+++ INPUT +++
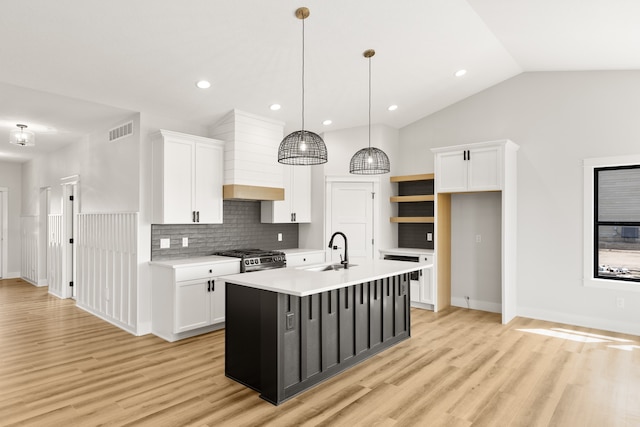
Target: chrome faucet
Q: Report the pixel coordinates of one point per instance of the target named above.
(344, 261)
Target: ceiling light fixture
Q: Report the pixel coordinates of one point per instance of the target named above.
(22, 137)
(369, 160)
(302, 147)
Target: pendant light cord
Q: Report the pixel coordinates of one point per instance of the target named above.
(302, 128)
(369, 103)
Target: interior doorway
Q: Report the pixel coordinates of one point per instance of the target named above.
(70, 207)
(351, 205)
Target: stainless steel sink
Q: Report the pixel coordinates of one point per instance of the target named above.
(329, 267)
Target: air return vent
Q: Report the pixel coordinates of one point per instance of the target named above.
(121, 131)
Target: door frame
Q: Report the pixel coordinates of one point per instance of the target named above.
(375, 230)
(69, 188)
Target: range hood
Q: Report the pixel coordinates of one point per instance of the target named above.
(251, 168)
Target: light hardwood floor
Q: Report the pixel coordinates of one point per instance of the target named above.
(60, 366)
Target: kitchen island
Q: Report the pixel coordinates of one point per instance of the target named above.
(290, 329)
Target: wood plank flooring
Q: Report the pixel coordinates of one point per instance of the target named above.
(60, 366)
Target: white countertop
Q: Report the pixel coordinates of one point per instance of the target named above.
(301, 282)
(193, 262)
(407, 251)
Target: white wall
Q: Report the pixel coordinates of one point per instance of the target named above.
(10, 178)
(558, 119)
(341, 146)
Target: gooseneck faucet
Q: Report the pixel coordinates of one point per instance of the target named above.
(344, 261)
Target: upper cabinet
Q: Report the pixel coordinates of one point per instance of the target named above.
(296, 206)
(187, 179)
(473, 167)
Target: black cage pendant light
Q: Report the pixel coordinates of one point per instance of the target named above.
(369, 160)
(302, 147)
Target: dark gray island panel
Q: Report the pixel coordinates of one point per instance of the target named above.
(281, 345)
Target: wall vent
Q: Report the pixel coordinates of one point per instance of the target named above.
(121, 131)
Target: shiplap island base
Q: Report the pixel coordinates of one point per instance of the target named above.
(289, 329)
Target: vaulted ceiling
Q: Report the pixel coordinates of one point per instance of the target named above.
(70, 65)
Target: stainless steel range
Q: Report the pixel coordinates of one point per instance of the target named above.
(256, 259)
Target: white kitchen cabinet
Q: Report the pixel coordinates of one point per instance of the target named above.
(484, 166)
(187, 179)
(188, 298)
(296, 206)
(474, 167)
(302, 257)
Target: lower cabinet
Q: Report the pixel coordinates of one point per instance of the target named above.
(189, 300)
(198, 303)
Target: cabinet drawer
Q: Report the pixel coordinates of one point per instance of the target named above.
(428, 259)
(206, 270)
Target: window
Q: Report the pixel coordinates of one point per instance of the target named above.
(612, 223)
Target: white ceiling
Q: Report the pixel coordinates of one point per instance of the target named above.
(70, 66)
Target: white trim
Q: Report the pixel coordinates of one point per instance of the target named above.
(587, 278)
(632, 328)
(4, 235)
(492, 307)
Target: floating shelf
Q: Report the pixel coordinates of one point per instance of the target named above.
(413, 219)
(420, 177)
(421, 198)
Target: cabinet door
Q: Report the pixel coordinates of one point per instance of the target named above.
(485, 173)
(217, 302)
(208, 183)
(301, 193)
(191, 305)
(451, 172)
(178, 192)
(427, 286)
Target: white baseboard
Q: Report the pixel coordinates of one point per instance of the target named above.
(122, 326)
(576, 320)
(491, 307)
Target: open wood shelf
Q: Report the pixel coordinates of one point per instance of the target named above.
(421, 198)
(413, 219)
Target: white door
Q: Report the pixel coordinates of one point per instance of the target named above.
(351, 212)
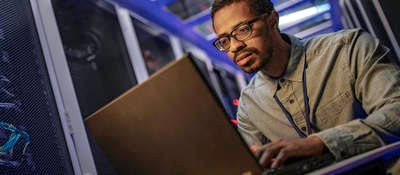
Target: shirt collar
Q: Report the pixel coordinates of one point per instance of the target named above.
(294, 70)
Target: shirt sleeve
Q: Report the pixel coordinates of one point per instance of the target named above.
(247, 130)
(377, 86)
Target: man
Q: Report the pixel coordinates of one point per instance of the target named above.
(337, 92)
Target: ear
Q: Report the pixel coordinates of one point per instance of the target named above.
(274, 19)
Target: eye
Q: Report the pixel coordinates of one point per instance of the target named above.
(223, 41)
(243, 29)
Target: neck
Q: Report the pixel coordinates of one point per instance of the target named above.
(279, 59)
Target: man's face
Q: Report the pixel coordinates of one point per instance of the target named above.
(253, 53)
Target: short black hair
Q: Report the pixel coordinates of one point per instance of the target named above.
(259, 7)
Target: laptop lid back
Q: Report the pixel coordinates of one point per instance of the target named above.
(171, 124)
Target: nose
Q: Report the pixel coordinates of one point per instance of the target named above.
(236, 45)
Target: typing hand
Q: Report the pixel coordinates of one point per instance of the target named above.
(274, 154)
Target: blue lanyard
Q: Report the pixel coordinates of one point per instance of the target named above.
(306, 107)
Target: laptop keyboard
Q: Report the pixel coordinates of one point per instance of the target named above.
(303, 165)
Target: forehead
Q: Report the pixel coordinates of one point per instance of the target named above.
(229, 16)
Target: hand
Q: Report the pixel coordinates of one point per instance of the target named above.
(274, 154)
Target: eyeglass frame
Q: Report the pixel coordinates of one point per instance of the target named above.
(231, 35)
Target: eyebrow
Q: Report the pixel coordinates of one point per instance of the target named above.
(234, 27)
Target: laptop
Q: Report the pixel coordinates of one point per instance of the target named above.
(173, 123)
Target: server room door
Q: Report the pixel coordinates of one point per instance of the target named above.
(32, 139)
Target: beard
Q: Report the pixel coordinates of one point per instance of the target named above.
(257, 62)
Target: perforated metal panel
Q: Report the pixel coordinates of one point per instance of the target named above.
(27, 104)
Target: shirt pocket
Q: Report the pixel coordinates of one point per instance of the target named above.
(336, 111)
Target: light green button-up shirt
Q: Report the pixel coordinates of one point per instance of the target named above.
(353, 90)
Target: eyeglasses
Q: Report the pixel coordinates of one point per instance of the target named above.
(240, 33)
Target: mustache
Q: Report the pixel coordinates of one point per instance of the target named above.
(249, 50)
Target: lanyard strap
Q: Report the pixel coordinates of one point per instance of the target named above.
(306, 107)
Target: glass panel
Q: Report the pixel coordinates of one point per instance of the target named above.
(31, 135)
(188, 8)
(155, 46)
(96, 53)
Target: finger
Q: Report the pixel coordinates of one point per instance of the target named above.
(282, 156)
(254, 149)
(268, 154)
(258, 153)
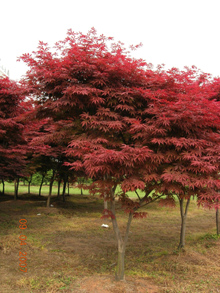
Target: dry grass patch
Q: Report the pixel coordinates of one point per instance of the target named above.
(69, 251)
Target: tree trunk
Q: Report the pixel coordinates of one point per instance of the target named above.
(50, 189)
(64, 189)
(58, 188)
(119, 274)
(29, 185)
(16, 184)
(120, 269)
(41, 184)
(183, 221)
(68, 185)
(3, 186)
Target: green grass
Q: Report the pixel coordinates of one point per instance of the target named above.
(67, 244)
(9, 188)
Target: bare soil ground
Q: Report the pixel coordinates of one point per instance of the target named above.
(68, 250)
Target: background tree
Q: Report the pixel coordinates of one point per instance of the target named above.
(12, 142)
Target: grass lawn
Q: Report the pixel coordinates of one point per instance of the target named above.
(68, 250)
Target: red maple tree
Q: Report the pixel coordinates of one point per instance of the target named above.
(12, 142)
(128, 125)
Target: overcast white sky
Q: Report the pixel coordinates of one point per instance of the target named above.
(174, 32)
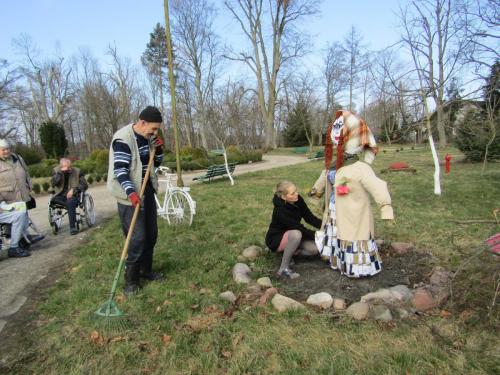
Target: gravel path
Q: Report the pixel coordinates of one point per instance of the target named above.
(20, 276)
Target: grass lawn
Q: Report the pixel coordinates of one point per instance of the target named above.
(181, 326)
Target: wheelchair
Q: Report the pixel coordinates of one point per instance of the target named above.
(84, 212)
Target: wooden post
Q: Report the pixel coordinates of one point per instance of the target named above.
(172, 93)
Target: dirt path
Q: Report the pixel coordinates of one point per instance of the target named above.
(19, 277)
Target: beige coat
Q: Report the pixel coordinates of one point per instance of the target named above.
(15, 183)
(354, 214)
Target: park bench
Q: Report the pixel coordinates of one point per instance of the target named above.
(300, 150)
(318, 154)
(216, 170)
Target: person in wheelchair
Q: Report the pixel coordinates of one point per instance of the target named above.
(68, 183)
(15, 188)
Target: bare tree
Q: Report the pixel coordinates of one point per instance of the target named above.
(197, 50)
(335, 76)
(49, 81)
(434, 34)
(356, 61)
(268, 55)
(8, 78)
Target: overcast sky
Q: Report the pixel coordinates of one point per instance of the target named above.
(94, 24)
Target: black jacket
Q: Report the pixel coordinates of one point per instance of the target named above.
(287, 216)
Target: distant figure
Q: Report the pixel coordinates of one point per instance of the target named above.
(286, 234)
(68, 183)
(15, 187)
(128, 161)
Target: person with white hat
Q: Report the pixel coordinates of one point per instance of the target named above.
(10, 172)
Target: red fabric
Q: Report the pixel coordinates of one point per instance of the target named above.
(493, 240)
(159, 142)
(283, 242)
(447, 163)
(134, 198)
(399, 165)
(328, 147)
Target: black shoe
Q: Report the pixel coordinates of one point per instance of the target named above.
(23, 244)
(153, 276)
(147, 271)
(17, 252)
(132, 284)
(35, 238)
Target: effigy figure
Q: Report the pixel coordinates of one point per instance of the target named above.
(347, 236)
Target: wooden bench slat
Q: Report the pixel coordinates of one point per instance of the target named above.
(216, 170)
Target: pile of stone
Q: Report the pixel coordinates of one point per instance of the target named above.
(384, 304)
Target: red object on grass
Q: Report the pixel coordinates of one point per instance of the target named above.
(494, 243)
(134, 198)
(399, 165)
(447, 163)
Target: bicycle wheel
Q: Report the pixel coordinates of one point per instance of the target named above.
(180, 208)
(55, 219)
(88, 208)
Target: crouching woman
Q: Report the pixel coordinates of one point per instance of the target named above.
(286, 233)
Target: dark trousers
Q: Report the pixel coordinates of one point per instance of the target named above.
(71, 205)
(145, 232)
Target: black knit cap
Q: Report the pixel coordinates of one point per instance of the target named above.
(150, 114)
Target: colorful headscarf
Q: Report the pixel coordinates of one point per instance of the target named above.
(352, 135)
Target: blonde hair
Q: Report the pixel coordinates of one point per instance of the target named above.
(283, 188)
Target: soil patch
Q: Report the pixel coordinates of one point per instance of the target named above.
(316, 276)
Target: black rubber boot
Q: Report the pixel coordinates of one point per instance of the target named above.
(132, 284)
(17, 252)
(147, 271)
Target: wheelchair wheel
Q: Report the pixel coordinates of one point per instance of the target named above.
(54, 220)
(88, 208)
(180, 208)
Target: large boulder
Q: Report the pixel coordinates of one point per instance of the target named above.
(358, 310)
(251, 253)
(283, 303)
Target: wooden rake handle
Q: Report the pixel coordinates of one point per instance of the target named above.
(138, 207)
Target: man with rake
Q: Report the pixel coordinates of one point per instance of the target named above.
(128, 165)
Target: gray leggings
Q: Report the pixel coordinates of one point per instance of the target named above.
(295, 244)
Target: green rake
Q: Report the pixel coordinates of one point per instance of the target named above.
(110, 309)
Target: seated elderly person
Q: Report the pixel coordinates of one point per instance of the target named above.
(68, 183)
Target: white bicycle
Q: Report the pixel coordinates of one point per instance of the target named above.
(177, 207)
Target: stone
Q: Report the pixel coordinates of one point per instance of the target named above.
(228, 296)
(403, 313)
(269, 293)
(402, 292)
(339, 304)
(240, 273)
(381, 312)
(423, 300)
(401, 248)
(283, 303)
(265, 282)
(252, 252)
(322, 299)
(358, 310)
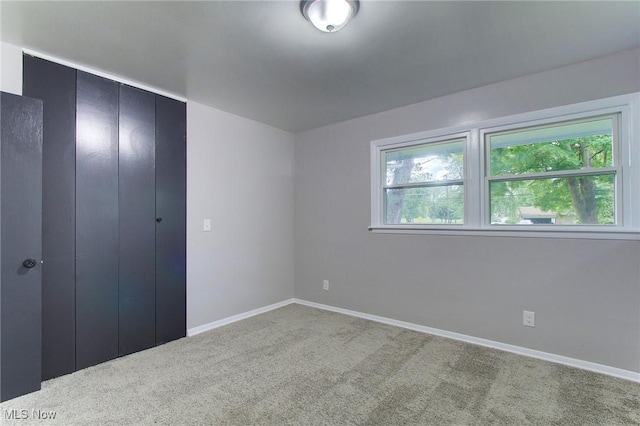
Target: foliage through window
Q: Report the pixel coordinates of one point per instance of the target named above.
(424, 184)
(562, 172)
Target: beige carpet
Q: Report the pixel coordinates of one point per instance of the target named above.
(303, 366)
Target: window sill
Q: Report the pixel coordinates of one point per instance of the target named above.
(599, 233)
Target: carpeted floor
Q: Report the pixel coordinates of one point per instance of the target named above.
(303, 366)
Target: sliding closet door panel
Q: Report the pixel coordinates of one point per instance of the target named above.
(171, 213)
(137, 205)
(55, 85)
(20, 245)
(96, 220)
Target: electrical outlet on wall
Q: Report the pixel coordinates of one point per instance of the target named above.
(528, 318)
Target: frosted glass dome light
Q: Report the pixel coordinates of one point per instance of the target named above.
(329, 15)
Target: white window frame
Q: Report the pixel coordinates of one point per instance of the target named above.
(626, 151)
(436, 140)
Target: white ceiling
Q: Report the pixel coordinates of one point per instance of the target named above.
(264, 61)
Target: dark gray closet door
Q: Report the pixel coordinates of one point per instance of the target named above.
(55, 85)
(137, 207)
(20, 244)
(171, 212)
(96, 220)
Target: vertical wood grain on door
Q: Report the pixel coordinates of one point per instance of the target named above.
(137, 221)
(96, 220)
(55, 85)
(20, 244)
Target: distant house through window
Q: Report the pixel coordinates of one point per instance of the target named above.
(568, 171)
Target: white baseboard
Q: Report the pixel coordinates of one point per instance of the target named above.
(558, 359)
(215, 324)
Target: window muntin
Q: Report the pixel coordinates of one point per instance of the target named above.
(424, 183)
(548, 201)
(560, 173)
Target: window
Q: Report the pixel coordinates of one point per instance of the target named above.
(570, 171)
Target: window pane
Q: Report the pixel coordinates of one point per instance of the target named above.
(570, 146)
(432, 205)
(576, 200)
(424, 163)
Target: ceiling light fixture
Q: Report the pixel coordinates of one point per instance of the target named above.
(329, 15)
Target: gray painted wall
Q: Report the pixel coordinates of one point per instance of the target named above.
(585, 293)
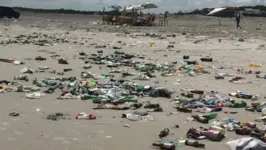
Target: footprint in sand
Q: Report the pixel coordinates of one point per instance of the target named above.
(2, 128)
(12, 139)
(4, 123)
(66, 142)
(19, 133)
(59, 138)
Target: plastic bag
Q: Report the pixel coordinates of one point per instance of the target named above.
(246, 144)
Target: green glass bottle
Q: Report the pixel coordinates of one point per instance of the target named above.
(211, 116)
(140, 87)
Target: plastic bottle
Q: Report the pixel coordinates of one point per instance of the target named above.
(249, 124)
(230, 127)
(243, 131)
(106, 75)
(188, 95)
(217, 109)
(194, 143)
(140, 87)
(210, 116)
(207, 59)
(200, 119)
(21, 77)
(129, 99)
(184, 109)
(164, 146)
(197, 91)
(238, 105)
(213, 135)
(85, 116)
(164, 133)
(192, 62)
(216, 128)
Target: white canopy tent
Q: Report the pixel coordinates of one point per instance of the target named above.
(216, 10)
(128, 9)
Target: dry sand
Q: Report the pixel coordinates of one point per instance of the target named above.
(31, 131)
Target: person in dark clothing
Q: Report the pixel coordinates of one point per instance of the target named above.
(238, 17)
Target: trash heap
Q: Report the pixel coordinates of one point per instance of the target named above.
(124, 92)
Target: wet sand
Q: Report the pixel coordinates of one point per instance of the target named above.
(32, 131)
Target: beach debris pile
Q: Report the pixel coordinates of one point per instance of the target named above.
(123, 86)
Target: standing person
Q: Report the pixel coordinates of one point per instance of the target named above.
(238, 17)
(153, 17)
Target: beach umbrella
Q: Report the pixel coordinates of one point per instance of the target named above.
(115, 7)
(149, 5)
(129, 9)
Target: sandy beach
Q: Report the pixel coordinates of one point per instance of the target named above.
(31, 130)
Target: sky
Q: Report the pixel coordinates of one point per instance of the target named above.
(170, 5)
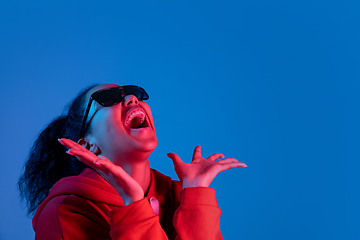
+++
Please count how many lines in the rows above contain the string "plastic" and reply with the number alone.

[WORKED SOLUTION]: 2